== What needs to be done ==
Check each line of the material below, and copy it if it holds the string "above".

Start of Block

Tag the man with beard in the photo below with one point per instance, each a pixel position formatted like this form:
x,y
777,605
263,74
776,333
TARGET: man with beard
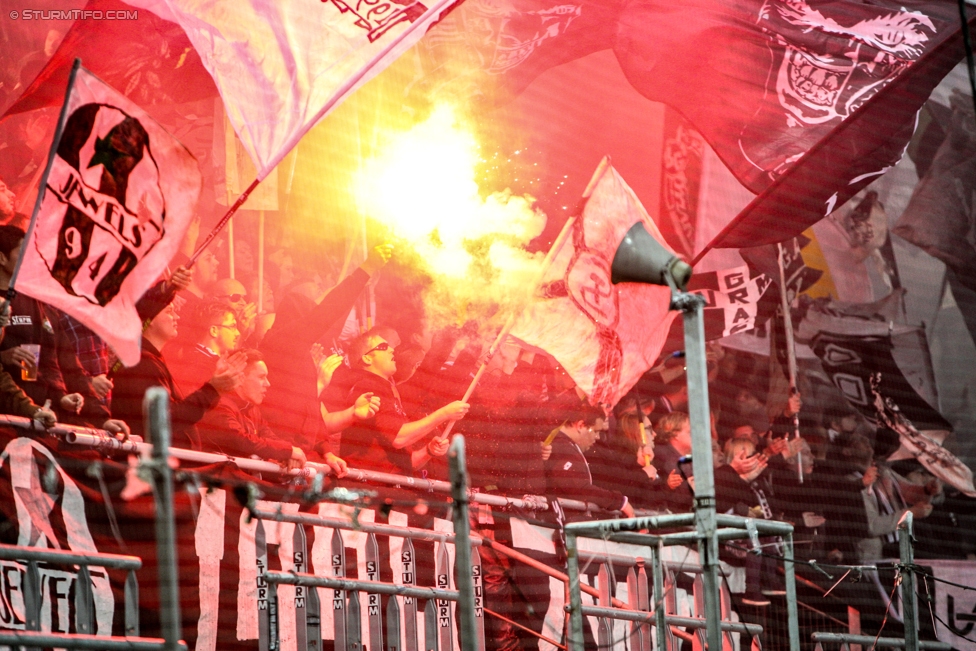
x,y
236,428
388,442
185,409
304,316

End of Block
Start of Block

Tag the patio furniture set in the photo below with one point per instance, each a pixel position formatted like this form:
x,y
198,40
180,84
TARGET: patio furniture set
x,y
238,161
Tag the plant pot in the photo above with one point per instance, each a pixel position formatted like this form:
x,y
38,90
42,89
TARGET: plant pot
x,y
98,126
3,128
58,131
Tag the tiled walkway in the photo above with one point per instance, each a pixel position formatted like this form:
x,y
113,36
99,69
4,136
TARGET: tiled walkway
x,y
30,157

End of Block

== Solved exercise ==
Tag the plant pot in the photo above with one point per instance, each a pixel position formatted like this form:
Tag the tiled walkway in the photo above with one point per instance, each a pixel position formatted like this form:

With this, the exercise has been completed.